**REQUIREMENTS**.
• 1. Decide whether each statement below agrees with the school motto post: (a) Ms. Flanagan said the motto means that no task is too difficult; (b) the writer asked Ms. Flanagan about the motto in the final week of JC; (c) Google rendered the all-capitals form of the motto as "Do not be afraid of the difficult." Answer yes or no for each and quote the words of the post that decide it.
• 2. Output the passage of the school motto post starting with "Wednesday, 29 January" and going on through "favourite School Motto.".

Wednesday, 29 January 2014

Ne Ardua Terreant

I think it was the first week of JC, that I asked Ms. May Flanagan, what the school motto meant. She was slightly taken aback I guess, at realizing how could I possibly not know the meaning and still be in her presence.

She squinted her eyes, as she used to, when she wasn't sure what the kids were up to, and said, "Oh my child, how could you not know? Off course it means, no task is too difficult".

And there we had it, right from the horse's mouth.

A few weeks back, I saw Google Translator also had an option for Latin and the first thing that came to my mind was...none other than our favourite School Motto.

So I punched it in and voila, Google had a totally different translation:

Not really sure of doubting Ms. Flanagan, I tried different combinations and here are the results:

Ne Ardua Terreant Do not be alarmed by steep
ne Ardua Terreant It is hard not to frighten
ne ardua Terreant difficult not to frighten
ne ardua terreant Do not be afraid of the difficult
NE ARDUA TERREANT NOT hard to frighten

Stumbling further I found that the root for "ardua" was "arduus" literally meaning "steep", but meaning "difficult" in the second connotation. So grammatically speaking "ardua" being the Nominative, Accusative as well as the Vocative case for "arduus" means DIFFICULT.

**DATA**.
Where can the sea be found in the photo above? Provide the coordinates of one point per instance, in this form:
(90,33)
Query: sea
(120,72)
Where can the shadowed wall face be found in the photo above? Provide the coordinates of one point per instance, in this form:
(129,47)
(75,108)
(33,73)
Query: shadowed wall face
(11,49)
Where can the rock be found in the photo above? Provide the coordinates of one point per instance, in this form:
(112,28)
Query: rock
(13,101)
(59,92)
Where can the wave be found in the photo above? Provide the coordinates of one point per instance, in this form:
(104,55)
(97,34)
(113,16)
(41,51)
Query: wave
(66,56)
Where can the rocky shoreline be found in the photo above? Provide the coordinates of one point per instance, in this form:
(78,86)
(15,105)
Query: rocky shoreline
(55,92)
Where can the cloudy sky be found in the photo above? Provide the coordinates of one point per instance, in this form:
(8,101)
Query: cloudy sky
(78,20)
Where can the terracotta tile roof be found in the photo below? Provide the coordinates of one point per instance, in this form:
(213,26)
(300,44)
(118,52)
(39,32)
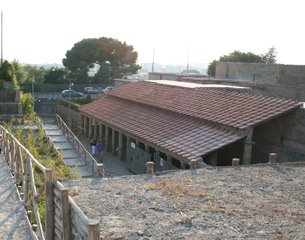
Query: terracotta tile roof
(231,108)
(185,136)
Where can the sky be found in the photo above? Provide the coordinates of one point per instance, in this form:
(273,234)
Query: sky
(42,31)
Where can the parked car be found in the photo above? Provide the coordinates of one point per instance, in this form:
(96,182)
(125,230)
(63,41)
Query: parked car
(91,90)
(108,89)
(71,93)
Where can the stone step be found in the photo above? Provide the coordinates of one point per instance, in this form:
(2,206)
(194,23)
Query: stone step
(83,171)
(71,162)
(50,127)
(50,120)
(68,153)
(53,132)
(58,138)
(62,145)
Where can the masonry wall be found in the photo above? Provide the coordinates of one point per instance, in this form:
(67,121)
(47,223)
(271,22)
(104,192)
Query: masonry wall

* * *

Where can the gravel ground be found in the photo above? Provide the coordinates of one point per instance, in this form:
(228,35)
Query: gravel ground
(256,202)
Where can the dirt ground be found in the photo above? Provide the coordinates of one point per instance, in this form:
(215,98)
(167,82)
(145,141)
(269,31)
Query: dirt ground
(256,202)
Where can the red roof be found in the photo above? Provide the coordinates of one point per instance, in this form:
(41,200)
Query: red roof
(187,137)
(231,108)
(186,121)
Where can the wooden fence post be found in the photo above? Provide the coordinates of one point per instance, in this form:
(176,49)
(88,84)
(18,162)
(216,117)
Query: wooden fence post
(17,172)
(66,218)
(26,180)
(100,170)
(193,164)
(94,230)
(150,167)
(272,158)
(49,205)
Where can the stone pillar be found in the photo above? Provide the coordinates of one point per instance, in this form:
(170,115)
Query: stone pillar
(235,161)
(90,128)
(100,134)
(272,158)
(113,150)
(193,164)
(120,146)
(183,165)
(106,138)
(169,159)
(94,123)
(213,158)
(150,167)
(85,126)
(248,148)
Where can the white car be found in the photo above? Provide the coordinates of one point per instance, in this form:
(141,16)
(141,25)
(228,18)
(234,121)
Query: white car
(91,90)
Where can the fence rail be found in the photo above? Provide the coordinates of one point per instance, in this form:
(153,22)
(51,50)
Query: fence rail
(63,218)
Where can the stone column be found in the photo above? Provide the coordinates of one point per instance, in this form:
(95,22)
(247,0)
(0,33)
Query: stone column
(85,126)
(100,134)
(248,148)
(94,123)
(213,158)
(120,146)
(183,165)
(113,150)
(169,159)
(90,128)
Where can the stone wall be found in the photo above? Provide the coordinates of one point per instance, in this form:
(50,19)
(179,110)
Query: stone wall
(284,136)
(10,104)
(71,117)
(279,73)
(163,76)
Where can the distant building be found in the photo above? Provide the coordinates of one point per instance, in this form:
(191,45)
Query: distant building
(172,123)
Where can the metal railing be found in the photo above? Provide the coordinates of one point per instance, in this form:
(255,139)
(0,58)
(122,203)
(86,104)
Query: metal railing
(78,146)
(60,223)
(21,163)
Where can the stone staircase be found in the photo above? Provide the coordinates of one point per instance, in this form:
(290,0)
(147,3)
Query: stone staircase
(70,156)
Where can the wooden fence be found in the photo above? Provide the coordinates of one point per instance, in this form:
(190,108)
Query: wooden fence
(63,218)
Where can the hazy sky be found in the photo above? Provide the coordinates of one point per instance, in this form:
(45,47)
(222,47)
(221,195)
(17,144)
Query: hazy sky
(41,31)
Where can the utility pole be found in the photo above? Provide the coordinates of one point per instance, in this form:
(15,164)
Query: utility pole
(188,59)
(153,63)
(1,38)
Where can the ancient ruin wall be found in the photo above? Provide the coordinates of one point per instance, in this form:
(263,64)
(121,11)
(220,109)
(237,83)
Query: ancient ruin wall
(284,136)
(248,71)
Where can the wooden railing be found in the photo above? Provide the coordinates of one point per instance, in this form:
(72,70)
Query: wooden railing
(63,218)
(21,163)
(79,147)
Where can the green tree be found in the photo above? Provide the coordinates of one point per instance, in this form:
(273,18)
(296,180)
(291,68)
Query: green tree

* * *

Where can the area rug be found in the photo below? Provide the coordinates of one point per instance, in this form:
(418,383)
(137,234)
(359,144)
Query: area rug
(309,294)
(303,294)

**ANSWERS GIVEN**.
• 1.
(a) Yes: "Off course it means, no task is too difficult"
(b) No: "I think it was the first week of JC"
(c) No: "NE ARDUA TERREANT NOT hard to frighten"

• 2.
Wednesday, 29 January 2014

Ne Ardua Terreant

I think it was the first week of JC, that I asked Ms. May Flanagan, what the school motto meant. She was slightly taken aback I guess, at realizing how could I possibly not know the meaning and still be in her presence.

She squinted her eyes, as she used to, when she wasn't sure what the kids were up to, and said, "Oh my child, how could you not know? Off course it means, no task is too difficult".

And there we had it, right from the horse's mouth.

A few weeks back, I saw Google Translator also had an option for Latin and the first thing that came to my mind was...none other than our favourite School Motto.